→ **과제 내용**:
"the white jib"이 들어 있는 줄에서 시작해 "pixel 222 217"가 들어 있는 줄에서 끝나는 부분을 두 줄 모두 포함해 한 글자도 바꾸지 말고 그대로 출력하세요.

→ **제시 자료**:
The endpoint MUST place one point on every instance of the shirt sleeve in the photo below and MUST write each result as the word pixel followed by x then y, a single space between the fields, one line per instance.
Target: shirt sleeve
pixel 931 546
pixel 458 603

* * *

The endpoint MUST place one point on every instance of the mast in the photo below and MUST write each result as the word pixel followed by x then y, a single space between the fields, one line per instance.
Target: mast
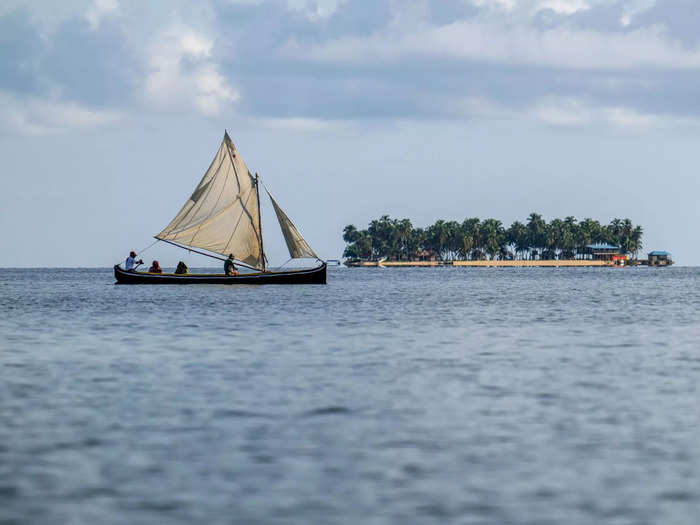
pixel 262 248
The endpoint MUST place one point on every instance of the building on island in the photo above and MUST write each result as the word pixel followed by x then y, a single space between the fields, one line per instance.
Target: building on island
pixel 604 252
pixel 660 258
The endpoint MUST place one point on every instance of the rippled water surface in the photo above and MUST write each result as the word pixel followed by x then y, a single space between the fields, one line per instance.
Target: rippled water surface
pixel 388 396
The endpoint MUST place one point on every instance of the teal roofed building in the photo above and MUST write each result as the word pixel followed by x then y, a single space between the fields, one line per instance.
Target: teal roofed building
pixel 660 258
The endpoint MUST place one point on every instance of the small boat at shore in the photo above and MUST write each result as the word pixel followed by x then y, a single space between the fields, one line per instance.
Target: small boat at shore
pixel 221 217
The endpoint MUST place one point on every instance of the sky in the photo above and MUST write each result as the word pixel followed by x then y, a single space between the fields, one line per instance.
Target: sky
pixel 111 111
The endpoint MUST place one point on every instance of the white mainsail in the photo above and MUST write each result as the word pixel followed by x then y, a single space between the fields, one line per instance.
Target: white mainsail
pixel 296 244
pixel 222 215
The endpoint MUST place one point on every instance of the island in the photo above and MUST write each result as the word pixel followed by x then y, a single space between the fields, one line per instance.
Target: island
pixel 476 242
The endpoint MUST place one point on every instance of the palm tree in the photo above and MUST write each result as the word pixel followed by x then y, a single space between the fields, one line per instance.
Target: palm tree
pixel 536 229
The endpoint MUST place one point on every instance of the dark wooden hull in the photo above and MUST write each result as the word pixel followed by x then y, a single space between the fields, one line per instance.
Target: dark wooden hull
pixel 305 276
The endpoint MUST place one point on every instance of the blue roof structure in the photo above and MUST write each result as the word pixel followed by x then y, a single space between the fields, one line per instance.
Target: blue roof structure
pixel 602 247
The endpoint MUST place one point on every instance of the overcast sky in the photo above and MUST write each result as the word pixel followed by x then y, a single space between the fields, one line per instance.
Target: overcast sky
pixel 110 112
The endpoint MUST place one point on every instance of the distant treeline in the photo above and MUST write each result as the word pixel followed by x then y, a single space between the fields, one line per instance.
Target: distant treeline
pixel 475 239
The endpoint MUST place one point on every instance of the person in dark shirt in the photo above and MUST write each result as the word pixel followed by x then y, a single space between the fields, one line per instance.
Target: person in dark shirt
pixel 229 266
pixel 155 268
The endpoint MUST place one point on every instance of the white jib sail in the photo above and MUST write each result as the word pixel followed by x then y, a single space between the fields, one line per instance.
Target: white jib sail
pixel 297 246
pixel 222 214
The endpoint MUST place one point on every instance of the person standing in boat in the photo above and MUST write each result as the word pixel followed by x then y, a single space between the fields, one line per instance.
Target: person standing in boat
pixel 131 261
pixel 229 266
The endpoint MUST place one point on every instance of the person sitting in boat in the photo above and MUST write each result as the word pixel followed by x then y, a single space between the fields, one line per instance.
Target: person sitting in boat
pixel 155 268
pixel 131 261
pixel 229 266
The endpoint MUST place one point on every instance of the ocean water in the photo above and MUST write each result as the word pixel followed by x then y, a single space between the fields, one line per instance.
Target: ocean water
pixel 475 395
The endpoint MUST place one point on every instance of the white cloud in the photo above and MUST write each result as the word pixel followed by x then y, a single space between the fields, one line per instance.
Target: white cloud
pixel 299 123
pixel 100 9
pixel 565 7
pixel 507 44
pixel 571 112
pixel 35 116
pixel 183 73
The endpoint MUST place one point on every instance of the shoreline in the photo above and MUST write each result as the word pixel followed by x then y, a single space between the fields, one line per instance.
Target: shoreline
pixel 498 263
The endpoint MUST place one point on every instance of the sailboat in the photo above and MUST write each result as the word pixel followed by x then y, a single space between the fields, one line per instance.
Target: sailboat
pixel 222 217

→ **풀이**:
The endpoint MUST place one point on every instance of the white jib sail in the photo above and MUST write each result as the word pixel followed by x then y, a single space between the fields, one line per instance.
Target: white jib sail
pixel 297 246
pixel 222 214
The endpoint MUST place one point on every instance of the person standing in boat in the photo above and MUST write each result as the word pixel followed by x then y, a single space between the fields, one line per instance.
Target: person standing in boat
pixel 131 261
pixel 229 266
The endpoint MUST place one point on every instance of the person sitting in boat in the photo above and MUST write each result as the word pixel followed by x then y, a single space between the fields, one line per instance.
Target: person sitting in boat
pixel 155 268
pixel 131 261
pixel 229 266
The endpoint MUST place one point on every instance of the ocean water in the photo above and MUST write each result as the word pixel followed by x then y, a single space between the fields, one line per instance.
Target: ocean water
pixel 475 395
The endpoint MUST place one point on every instance of the white cloud in the photo above and MUST write each result as the word pixel followed by x then y, a single space between the fields, one line per instance.
Target: white cloud
pixel 299 123
pixel 100 9
pixel 565 7
pixel 507 44
pixel 571 112
pixel 35 116
pixel 183 73
The endpoint MUST place one point on every instance of the shoreline in the photo above and MUST write each result as the word pixel followed by x then y, a single space between the fields, one line per instance.
Target: shoreline
pixel 498 263
The endpoint MUST place one point on every instance of the sailboat in the photo above and MUST write each result as the word pixel followed by x then y, a single space between the fields, one line per instance.
Target: sailboat
pixel 222 217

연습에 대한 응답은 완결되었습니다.